AIM OF THE TASK:
Where the records below have a line with "boiled", that line is to be copied.

[PROVIDED INFORMATION — start]

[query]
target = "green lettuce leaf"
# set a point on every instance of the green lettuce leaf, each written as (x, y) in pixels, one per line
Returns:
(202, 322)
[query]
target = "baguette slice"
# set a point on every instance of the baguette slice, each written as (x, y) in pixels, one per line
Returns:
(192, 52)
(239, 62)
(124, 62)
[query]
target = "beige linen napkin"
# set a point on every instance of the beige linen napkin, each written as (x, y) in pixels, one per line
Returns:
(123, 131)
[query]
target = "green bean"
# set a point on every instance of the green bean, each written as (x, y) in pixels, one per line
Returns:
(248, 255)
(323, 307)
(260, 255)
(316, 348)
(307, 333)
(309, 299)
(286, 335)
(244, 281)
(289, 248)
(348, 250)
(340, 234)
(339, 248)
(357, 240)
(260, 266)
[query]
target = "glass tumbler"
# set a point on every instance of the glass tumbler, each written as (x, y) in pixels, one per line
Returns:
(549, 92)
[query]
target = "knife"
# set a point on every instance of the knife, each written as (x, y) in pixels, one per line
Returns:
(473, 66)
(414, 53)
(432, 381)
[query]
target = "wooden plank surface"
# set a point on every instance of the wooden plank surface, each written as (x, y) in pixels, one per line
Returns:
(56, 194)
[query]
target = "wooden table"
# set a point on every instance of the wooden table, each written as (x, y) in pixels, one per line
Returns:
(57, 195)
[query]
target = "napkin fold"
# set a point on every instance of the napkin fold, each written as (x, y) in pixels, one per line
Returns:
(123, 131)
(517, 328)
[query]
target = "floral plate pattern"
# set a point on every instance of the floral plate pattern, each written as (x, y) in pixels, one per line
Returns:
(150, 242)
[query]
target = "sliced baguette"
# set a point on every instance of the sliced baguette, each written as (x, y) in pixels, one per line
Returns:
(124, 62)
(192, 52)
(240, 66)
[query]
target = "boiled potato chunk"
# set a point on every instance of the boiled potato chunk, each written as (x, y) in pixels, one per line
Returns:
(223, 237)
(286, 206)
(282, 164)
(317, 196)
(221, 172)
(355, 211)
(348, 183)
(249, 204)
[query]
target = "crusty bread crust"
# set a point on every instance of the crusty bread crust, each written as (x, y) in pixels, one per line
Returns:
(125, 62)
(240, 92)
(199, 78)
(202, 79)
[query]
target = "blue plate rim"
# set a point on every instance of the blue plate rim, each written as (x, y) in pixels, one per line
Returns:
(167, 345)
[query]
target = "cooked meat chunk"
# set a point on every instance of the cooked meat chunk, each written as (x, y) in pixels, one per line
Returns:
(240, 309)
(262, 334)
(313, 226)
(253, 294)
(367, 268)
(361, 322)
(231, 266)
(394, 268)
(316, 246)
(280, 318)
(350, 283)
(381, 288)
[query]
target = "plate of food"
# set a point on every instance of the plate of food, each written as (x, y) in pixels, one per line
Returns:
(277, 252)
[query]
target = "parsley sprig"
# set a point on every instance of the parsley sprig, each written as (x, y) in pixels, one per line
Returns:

[PROVIDED INFORMATION — finish]

ANSWER TO THIS TASK:
target = "boiled potato chunk"
# set a point on every instance of the boiled potato chunk, each written as (x, y) in pixels, one per line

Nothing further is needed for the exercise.